*** INPUT DATA
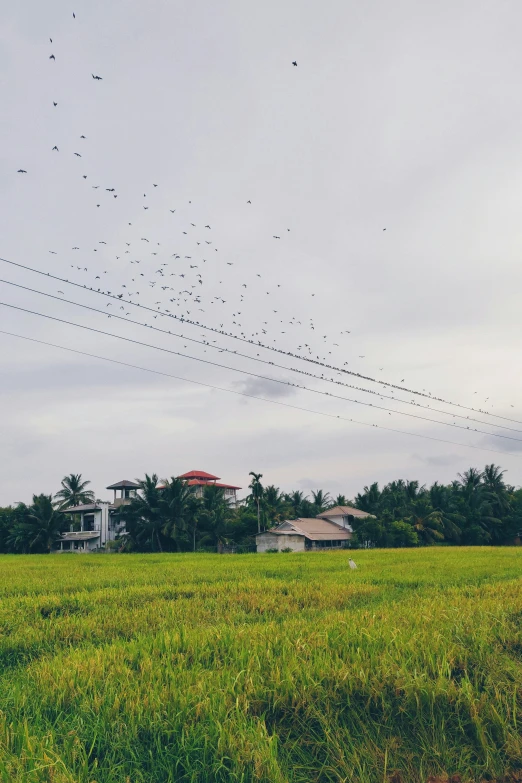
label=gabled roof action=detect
[187,479,241,489]
[106,479,140,489]
[59,531,100,541]
[178,470,219,481]
[60,503,106,514]
[257,517,351,541]
[317,506,373,519]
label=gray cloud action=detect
[412,454,461,467]
[235,378,297,400]
[0,0,522,504]
[481,430,522,459]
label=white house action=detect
[56,479,139,552]
[55,470,241,552]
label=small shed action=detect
[256,517,352,552]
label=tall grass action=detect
[0,548,522,783]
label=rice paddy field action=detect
[0,547,522,783]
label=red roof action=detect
[178,470,219,481]
[186,476,241,489]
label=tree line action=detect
[0,464,522,554]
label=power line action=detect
[0,256,512,424]
[0,326,509,454]
[0,302,522,443]
[0,278,522,440]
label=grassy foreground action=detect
[0,548,522,783]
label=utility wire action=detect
[0,330,508,462]
[0,256,512,424]
[0,302,522,443]
[0,278,522,440]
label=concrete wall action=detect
[256,531,305,552]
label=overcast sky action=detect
[0,0,522,505]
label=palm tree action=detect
[54,473,95,510]
[160,476,197,549]
[355,481,382,516]
[285,490,306,518]
[263,484,287,525]
[120,473,166,552]
[410,498,444,544]
[482,463,511,516]
[8,495,67,553]
[248,470,264,533]
[312,489,332,514]
[199,484,234,553]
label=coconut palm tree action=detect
[248,470,264,533]
[8,495,68,553]
[263,484,287,525]
[482,463,511,516]
[54,473,95,510]
[120,473,166,552]
[312,489,332,514]
[285,490,306,518]
[355,481,382,516]
[161,476,196,551]
[410,498,444,544]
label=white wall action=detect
[256,531,305,552]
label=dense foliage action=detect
[0,465,522,553]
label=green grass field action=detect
[0,548,522,783]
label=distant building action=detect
[56,480,139,552]
[256,506,372,552]
[317,506,372,533]
[55,470,241,552]
[178,470,241,506]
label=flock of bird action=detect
[6,13,512,444]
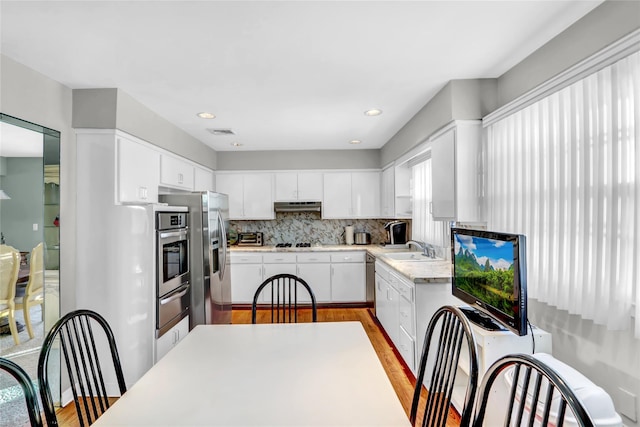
******
**WHAT IS NEEDED**:
Find each line in the items above that contains the string "white", and copy those lines.

**FINAL ANSWER**:
label=white house action=detect
label=white wall action=detect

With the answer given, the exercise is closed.